O Reino Unido quer negociar com a União Europeia (UE) um acordo comercial semelhante ao do Canadá, sem um alinhamento próximo com o mercado único europeu, vai dizer esta segunda-feira o primeiro-ministro britânico, Boris Johnson.
“Dizem-nos muitas vezes que devemos escolher entre o acesso total ao mercado da UE, aceitando ao mesmo tempo as suas regras e tribunais à semelhança da Noruega, ou um acordo de livre comércio ambicioso, que abre mercados e evita toda a panóplia de regulamentação da UE, a exemplo do Canadá”, dirá o governante, segundo excertos divulgados antecipadamente.
“Fizemos a nossa escolha: queremos um acordo de comércio livre, semelhante ao do Canadá, mas no caso muito improvável de não termos sucesso, o nosso comércio vai ter de se basear no nosso acordo de saída existente com a UE”, vai enfatizar Boris Johnson.
O discurso, em Londres, apenas três dias depois da saída formal do Reino Unido da UE, pretende definir o rumo do governo britânico para as negociações pós-Brexit. Na audiência vão estar dirigentes de empresas nacionais e internacionais de vários setores, especialistas e embaixadores estrangeiros no Reino Unido.
Até ao final de 2020, o Reino Unido beneficia de um período de transição em que continua a ter de respeitar a liberdade de circulação de pessoas e o Tribunal Europeu de Justiça para poder beneficiar do acesso ao mercado único.
Os dirigentes europeus têm deixado claro que, para ter uma relação económica que inclua capitais, bens e serviços sem quotas nem taxas aduaneiras, o Reino Unido precisa de estar alinhado com as leis europeias ambientais, laborais, fiscais e sobre ajudas estatais.
“Não há necessidade de um acordo de comércio livre que envolva a aceitação das regras da UE em matéria de política de concorrência, subsídios, proteção social, meio ambiente ou algo semelhante, senão a UE deveria ser obrigada a aceitar as regras do Reino Unido”, argumentará Boris Johnson.
O primeiro-ministro britânico vai também referir que a relação futura com a UE deve ir para além do comércio, defendendo “um acordo pragmático sobre segurança, que proteja” os seus cidadãos, mas sem pôr em causa a autonomia dos “respetivos sistemas jurídicos”.
Bruxelas propõe parceria ambiciosa
A Comissão Europeia apresentou esta segunda-feira a sua proposta de mandato negocial com o Reino Unido sobre as relações futuras, assente num acordo comercial “muito ambicioso”, mas condicional, e advertiu Londres que não terá os mesmos benefícios que um Estado-membro.

****

_OBJETIVO DA TAREFA_
Reproduza fielmente o trecho do texto fornecido, sobre as negociações pós-Brexit, que começa nas palavras "O discurso, em" e termina após "ao mercado único.".

_LISTA DE ITENS_

****

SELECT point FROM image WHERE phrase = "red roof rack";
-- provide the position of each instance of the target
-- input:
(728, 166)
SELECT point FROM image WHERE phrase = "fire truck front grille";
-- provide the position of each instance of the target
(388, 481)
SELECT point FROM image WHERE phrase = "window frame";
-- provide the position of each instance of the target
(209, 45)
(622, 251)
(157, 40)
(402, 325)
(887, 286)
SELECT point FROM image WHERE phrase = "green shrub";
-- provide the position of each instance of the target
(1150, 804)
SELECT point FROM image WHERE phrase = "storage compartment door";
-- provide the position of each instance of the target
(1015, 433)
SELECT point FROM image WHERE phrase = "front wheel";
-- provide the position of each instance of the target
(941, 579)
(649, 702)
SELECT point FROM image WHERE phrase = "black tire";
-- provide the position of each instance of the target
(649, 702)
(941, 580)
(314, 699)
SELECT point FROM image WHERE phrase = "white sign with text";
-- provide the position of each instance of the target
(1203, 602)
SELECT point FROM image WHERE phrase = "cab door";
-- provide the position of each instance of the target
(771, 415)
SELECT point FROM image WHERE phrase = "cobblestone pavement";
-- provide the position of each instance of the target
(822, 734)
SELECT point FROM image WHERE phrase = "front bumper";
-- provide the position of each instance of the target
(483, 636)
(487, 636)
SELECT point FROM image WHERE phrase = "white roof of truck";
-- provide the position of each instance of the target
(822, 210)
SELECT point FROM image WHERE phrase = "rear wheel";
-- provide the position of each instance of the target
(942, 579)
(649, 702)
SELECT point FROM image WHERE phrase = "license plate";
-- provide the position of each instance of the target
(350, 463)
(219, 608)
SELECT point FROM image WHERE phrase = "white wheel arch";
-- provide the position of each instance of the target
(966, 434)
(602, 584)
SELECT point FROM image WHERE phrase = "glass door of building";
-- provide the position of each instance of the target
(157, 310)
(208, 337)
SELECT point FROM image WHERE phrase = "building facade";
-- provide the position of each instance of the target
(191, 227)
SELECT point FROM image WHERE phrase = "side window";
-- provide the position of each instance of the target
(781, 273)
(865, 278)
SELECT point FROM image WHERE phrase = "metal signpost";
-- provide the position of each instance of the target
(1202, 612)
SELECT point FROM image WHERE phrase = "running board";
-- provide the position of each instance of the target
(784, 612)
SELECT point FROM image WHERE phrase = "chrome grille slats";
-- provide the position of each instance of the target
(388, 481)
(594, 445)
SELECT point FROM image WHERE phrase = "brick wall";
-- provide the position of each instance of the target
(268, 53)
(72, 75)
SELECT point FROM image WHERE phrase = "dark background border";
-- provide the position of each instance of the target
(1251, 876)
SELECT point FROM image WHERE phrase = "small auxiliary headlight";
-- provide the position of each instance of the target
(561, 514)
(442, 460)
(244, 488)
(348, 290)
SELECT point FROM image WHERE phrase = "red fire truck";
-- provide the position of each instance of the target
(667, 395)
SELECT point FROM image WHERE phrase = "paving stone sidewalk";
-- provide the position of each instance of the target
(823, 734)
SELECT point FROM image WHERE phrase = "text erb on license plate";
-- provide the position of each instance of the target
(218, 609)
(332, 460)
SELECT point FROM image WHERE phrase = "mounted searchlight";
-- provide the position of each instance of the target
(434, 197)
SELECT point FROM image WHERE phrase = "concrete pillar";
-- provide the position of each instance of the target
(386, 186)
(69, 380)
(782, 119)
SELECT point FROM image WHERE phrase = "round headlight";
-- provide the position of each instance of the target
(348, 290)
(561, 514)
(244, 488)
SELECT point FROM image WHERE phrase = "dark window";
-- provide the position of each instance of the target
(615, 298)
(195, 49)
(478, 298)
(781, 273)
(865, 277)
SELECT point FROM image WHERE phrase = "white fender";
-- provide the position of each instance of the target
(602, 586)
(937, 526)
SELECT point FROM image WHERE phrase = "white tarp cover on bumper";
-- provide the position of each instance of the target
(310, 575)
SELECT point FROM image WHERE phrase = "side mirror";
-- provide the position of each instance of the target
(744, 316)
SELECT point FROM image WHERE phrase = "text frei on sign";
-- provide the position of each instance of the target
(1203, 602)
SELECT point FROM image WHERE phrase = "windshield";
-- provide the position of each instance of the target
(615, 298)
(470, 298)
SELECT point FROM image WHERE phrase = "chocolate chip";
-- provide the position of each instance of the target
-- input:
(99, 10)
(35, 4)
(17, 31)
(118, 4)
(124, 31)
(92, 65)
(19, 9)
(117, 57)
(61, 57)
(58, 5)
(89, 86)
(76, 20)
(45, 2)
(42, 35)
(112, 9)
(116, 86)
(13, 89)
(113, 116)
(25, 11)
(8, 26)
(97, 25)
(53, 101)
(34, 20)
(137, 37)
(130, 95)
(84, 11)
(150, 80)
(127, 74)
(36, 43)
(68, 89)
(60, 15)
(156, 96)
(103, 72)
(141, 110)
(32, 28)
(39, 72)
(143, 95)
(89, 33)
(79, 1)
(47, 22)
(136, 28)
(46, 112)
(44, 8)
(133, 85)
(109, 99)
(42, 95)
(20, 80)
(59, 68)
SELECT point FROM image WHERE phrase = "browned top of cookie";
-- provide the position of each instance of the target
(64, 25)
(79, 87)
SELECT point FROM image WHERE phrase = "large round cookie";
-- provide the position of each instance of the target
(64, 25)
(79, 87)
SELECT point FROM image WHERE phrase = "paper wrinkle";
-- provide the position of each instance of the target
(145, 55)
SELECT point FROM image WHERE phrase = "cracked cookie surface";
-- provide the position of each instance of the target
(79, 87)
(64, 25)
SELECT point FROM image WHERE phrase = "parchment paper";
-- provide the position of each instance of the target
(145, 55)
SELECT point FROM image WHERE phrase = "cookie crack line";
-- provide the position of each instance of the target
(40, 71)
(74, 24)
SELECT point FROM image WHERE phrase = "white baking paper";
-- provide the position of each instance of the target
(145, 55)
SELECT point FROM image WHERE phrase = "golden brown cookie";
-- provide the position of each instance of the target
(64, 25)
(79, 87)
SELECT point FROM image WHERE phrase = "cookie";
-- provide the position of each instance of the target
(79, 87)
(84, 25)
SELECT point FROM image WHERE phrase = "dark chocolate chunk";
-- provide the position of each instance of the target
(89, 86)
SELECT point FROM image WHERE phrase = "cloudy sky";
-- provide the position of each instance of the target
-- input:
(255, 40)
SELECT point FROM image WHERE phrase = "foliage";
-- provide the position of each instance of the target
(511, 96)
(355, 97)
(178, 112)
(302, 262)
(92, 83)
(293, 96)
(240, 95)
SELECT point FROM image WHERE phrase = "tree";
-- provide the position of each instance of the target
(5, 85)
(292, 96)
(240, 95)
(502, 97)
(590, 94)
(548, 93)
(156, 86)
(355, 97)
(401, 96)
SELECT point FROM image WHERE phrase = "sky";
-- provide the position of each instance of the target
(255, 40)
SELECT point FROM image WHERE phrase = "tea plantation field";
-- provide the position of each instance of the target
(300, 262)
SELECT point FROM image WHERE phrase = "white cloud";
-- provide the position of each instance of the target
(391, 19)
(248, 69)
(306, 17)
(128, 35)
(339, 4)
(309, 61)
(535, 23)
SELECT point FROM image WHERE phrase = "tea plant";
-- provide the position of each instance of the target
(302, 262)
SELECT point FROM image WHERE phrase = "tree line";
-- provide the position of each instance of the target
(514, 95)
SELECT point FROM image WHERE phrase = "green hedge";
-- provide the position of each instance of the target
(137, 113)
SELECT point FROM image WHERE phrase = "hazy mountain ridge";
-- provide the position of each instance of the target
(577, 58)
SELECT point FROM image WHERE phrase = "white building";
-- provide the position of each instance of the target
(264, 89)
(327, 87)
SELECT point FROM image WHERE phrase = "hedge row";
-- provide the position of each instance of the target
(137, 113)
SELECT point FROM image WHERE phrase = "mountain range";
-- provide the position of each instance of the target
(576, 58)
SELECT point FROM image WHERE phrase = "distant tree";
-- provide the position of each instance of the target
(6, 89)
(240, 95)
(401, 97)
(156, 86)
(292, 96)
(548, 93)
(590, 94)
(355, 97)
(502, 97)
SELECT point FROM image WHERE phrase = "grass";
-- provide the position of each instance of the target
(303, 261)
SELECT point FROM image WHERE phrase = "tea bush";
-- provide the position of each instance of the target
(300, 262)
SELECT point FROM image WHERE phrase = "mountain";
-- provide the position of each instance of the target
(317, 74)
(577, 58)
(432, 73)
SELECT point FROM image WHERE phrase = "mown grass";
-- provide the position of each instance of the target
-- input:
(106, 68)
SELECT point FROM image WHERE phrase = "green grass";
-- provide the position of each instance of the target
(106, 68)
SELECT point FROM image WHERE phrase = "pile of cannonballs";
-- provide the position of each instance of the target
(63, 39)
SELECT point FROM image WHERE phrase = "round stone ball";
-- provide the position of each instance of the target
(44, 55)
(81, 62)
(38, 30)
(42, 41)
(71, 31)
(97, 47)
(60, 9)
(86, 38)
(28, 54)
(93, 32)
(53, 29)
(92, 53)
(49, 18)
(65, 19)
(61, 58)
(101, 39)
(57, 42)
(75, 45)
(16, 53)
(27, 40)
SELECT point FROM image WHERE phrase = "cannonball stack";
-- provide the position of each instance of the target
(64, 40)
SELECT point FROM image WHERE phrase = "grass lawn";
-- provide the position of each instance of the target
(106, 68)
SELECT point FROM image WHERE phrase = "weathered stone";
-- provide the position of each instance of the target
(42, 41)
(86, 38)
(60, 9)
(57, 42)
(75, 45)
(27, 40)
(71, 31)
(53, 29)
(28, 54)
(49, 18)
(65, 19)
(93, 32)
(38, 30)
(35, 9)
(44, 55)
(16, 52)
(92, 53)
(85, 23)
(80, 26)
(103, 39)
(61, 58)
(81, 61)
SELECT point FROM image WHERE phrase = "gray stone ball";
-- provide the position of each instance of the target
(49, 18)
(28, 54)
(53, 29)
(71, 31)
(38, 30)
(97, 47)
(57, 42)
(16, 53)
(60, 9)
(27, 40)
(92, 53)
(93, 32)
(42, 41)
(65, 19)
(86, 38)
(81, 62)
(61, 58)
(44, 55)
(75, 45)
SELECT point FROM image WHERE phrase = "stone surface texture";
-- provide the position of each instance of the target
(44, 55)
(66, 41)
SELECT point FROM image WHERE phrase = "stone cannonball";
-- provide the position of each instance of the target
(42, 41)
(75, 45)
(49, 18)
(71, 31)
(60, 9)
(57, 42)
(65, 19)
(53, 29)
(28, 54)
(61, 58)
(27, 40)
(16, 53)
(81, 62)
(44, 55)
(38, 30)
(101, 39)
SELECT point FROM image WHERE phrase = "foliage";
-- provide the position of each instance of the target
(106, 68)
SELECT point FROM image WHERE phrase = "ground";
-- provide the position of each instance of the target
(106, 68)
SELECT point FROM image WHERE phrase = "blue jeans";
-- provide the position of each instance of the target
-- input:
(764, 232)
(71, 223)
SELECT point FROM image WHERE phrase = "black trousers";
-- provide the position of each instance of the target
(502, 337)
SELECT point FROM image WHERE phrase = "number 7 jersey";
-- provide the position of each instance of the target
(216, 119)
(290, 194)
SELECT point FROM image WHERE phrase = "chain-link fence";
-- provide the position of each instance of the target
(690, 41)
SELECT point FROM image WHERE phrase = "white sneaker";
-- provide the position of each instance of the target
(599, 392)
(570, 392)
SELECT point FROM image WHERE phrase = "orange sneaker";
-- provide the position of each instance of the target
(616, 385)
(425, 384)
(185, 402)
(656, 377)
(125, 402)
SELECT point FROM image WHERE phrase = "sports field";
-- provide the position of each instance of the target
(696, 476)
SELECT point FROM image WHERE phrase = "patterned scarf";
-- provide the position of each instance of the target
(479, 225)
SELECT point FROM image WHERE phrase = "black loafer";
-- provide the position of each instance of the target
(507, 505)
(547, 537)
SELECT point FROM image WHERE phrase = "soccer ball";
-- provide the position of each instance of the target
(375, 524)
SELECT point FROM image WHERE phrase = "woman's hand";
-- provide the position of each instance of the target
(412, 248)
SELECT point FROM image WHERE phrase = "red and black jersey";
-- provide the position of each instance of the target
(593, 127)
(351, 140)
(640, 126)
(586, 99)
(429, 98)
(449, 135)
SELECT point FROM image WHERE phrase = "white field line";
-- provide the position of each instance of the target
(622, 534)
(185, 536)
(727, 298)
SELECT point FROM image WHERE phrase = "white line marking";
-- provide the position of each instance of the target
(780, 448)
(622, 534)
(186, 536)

****

_RESULTADO OBTIDO_
O discurso, em Londres, apenas três dias depois da saída formal do Reino Unido da UE, pretende definir o rumo do governo britânico para as negociações pós-Brexit. Na audiência vão estar dirigentes de empresas nacionais e internacionais de vários setores, especialistas e embaixadores estrangeiros no Reino Unido.
Até ao final de 2020, o Reino Unido beneficia de um período de transição em que continua a ter de respeitar a liberdade de circulação de pessoas e o Tribunal Europeu de Justiça para poder beneficiar do acesso ao mercado único.